Reproduce every record exactly.

*** Task inputs Section Begins ***

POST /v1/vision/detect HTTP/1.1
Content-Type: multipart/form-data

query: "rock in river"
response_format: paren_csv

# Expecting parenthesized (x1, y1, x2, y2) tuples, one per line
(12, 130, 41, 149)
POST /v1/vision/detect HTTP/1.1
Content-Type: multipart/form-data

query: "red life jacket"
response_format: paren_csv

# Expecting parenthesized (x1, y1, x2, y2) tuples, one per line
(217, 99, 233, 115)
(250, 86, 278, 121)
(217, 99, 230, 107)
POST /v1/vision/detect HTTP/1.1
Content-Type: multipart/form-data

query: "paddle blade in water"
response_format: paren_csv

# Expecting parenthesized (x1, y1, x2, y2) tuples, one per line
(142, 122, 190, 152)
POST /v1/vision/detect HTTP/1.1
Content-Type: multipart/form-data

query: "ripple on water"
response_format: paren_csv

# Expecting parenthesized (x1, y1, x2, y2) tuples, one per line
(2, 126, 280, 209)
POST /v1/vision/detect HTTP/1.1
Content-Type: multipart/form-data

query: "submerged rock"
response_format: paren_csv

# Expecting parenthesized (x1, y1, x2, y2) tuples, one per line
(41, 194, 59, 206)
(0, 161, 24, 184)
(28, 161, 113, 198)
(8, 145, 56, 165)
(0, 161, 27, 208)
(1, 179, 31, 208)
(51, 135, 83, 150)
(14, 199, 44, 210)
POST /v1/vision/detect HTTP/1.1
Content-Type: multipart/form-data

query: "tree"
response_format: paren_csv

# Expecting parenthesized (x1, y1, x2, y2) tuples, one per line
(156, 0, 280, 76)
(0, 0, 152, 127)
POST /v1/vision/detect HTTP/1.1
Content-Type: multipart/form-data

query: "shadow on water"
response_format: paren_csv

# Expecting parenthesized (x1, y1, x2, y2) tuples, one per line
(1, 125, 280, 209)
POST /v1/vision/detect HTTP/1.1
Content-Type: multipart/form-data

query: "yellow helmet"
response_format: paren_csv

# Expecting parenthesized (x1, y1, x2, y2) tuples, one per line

*** Task inputs Section Ends ***

* Worked solution
POST /v1/vision/detect HTTP/1.1
Content-Type: multipart/form-data

query: "rock in river"
response_format: paren_csv

# Expecting parenthesized (x1, y1, x2, y2) tuples, one per line
(12, 130, 41, 149)
POST /v1/vision/detect HTTP/1.1
Content-Type: multipart/form-data

query: "red life jacket"
response_format: paren_csv

# Expecting parenthesized (x1, y1, x2, y2) tuples, one per line
(217, 99, 233, 115)
(250, 86, 278, 121)
(217, 99, 230, 107)
POST /v1/vision/detect HTTP/1.1
Content-Type: multipart/form-data

query: "paddle blade in water"
response_format: paren_csv

# Expecting parenthesized (x1, y1, x2, y2) tuples, one per line
(142, 122, 190, 152)
POST /v1/vision/detect HTTP/1.1
Content-Type: multipart/form-data

query: "ripple on water"
response_format: paren_csv

# Expecting parenthesized (x1, y1, x2, y2) tuples, one per line
(2, 126, 280, 209)
POST /v1/vision/detect HTTP/1.1
Content-Type: multipart/form-data

query: "submerged rock"
response_format: paren_csv

# Expecting parenthesized (x1, y1, x2, y2) tuples, one per line
(41, 194, 59, 206)
(0, 161, 24, 184)
(28, 161, 113, 198)
(8, 145, 56, 165)
(0, 161, 27, 208)
(1, 179, 31, 208)
(51, 135, 83, 150)
(14, 199, 44, 210)
POST /v1/vision/detect HTTP/1.1
Content-Type: multipart/form-data

query: "tree"
response_format: paren_csv

# Expecting parenthesized (x1, y1, x2, y2) tuples, one per line
(156, 0, 280, 76)
(0, 0, 152, 127)
POST /v1/vision/detect HTTP/1.1
Content-Type: multipart/form-data

query: "shadow on water"
response_format: paren_csv

# Expecting parenthesized (x1, y1, x2, y2) tuples, one per line
(1, 125, 280, 209)
POST /v1/vision/detect HTTP/1.1
Content-Type: multipart/form-data

query: "yellow helmet"
response_format: paren_csv

# Expecting parenthesized (x1, y1, x2, y2) tuples, one per line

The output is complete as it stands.